Location identification listing
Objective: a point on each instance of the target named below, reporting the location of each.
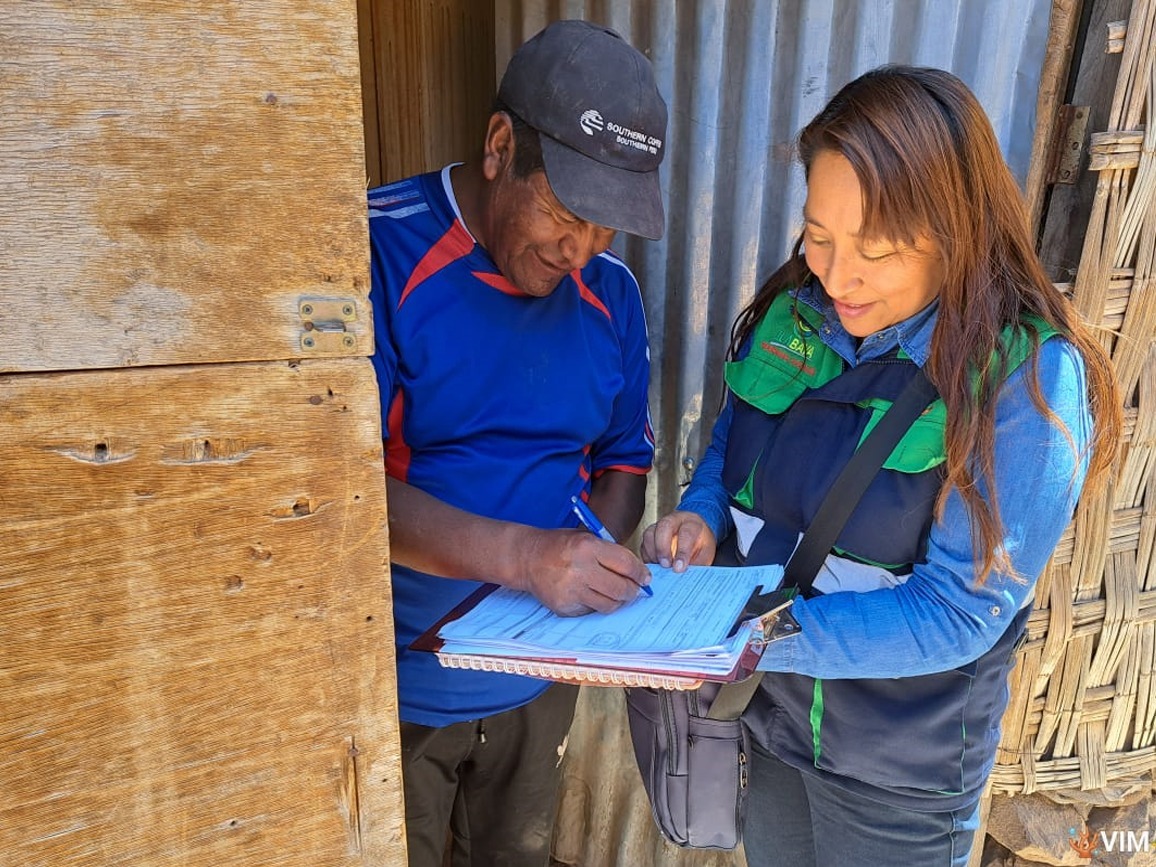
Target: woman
(875, 727)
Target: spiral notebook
(696, 627)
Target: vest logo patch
(795, 353)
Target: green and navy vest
(925, 742)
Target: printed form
(691, 614)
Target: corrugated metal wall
(741, 78)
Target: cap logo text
(591, 121)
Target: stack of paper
(689, 630)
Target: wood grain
(194, 614)
(175, 177)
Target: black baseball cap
(601, 120)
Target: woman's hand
(680, 539)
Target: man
(512, 363)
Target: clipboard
(767, 613)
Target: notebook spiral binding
(565, 672)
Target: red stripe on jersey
(451, 246)
(498, 282)
(397, 451)
(587, 296)
(623, 468)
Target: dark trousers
(800, 820)
(490, 785)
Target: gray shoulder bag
(691, 746)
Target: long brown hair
(928, 164)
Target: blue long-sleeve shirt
(940, 617)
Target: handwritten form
(686, 624)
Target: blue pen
(590, 520)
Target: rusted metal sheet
(175, 177)
(197, 659)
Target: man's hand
(680, 539)
(575, 572)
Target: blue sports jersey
(494, 401)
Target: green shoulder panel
(923, 446)
(786, 358)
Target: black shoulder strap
(843, 497)
(837, 505)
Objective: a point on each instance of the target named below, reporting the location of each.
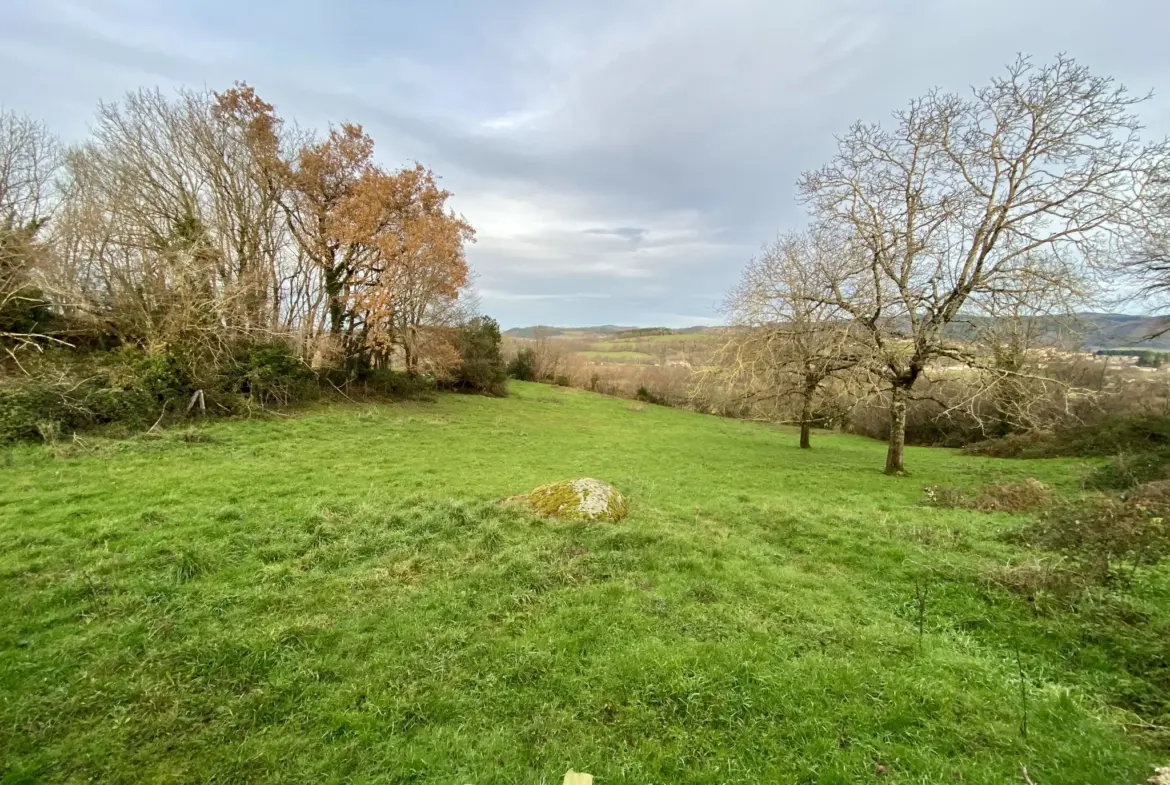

**WHAT IS NEEDED:** Please reproduce the listing above word for word, leaving out the pictures.

**WORKED SOLUTION:**
Objective: a point on each instance of the target named below, reporting the location of each.
Target: woman
(875, 727)
Target: spiral notebook
(696, 627)
Target: vest logo patch
(795, 353)
Target: green and navy vest
(925, 742)
Target: printed form
(691, 614)
Target: corrugated metal wall
(741, 78)
Target: cap logo text
(591, 121)
Target: stack of paper
(689, 630)
Target: wood grain
(194, 614)
(175, 177)
Target: black baseball cap
(601, 120)
Target: woman's hand
(680, 539)
Target: man
(512, 363)
Target: clipboard
(767, 613)
Target: notebook spiral binding
(565, 672)
Target: red stripe on jersey
(451, 246)
(498, 282)
(397, 451)
(587, 296)
(623, 468)
Target: dark trousers
(800, 820)
(490, 785)
Target: gray shoulder bag
(691, 746)
Target: long brown hair
(928, 164)
Target: blue long-sleeve shirt
(940, 617)
Target: handwritten form
(686, 624)
Target: blue pen
(590, 520)
Target: rusted metal sheet
(175, 177)
(197, 659)
Target: man's hand
(680, 539)
(575, 572)
Target: blue sports jersey
(494, 401)
Target: green shoulder panel
(923, 446)
(786, 358)
Target: black shoulder strap
(843, 497)
(837, 505)
Objective: a point on each instance of the target named below, reporting the location of each.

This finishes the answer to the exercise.